What to do
Rewrite the records below as a Markdown table with the columns "Index" and "Line," one numbered row per line and blank lines omitted. Include only the lines from the one containing "TARGET: ceiling" through the end of the records.

Task data
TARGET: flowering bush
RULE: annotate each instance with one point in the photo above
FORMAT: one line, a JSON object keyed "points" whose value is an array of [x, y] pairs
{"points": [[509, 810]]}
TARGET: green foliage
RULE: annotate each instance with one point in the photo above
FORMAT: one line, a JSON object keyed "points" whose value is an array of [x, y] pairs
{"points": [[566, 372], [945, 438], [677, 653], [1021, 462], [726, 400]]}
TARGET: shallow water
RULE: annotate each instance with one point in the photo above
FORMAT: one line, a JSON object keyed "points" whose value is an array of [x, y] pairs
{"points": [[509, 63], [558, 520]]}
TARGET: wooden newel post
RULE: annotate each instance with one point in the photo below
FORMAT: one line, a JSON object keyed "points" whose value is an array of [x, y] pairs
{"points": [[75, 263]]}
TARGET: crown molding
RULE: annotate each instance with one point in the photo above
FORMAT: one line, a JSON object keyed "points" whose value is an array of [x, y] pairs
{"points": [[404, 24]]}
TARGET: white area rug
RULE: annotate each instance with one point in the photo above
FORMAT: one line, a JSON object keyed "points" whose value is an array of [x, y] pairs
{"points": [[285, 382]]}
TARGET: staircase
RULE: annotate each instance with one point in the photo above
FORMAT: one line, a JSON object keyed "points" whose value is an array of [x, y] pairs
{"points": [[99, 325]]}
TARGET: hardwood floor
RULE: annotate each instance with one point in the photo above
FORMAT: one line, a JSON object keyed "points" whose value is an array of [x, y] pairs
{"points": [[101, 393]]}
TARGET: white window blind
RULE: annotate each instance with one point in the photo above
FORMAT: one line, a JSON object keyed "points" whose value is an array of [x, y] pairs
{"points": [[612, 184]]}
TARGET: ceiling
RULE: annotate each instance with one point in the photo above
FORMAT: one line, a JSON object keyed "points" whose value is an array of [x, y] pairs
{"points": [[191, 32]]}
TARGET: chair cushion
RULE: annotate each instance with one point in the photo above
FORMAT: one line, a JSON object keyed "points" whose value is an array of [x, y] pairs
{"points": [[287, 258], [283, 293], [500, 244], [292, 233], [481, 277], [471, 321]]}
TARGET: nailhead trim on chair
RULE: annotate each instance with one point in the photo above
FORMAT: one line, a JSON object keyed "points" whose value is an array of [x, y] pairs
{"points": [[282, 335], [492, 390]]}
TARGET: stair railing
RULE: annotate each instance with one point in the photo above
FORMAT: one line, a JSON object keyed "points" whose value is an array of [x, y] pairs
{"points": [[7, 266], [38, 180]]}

Response
| Index | Line |
|---|---|
| 1 | TARGET: ceiling |
| 2 | RULE: annotate each instance with one point in the photo above |
| 3 | FORMAT: one line, a JSON object keyed "points" whose value is an array of [x, y] pairs |
| 4 | {"points": [[191, 32]]} |
| 5 | TARGET: chair cushion |
| 6 | RULE: annotate each instance with one point in the photo above |
| 7 | FORMAT: one line, a JSON object keyed "points" whose value is an array of [x, y] pairs |
| 8 | {"points": [[287, 258], [283, 293], [500, 244], [292, 233], [481, 277], [471, 321]]} |
| 9 | TARGET: nailhead trim on chair |
| 10 | RULE: annotate each instance with one point in the photo above |
| 11 | FORMAT: one line, a JSON object keyed "points" whose value is an array of [x, y] pairs |
| 12 | {"points": [[282, 335], [492, 390]]} |
| 13 | TARGET: stair railing |
| 14 | RULE: annotate each instance with one point in the photo above |
| 15 | FORMAT: one line, a JSON object keyed "points" whose value is an array of [x, y] pairs |
| 16 | {"points": [[7, 266], [38, 180]]} |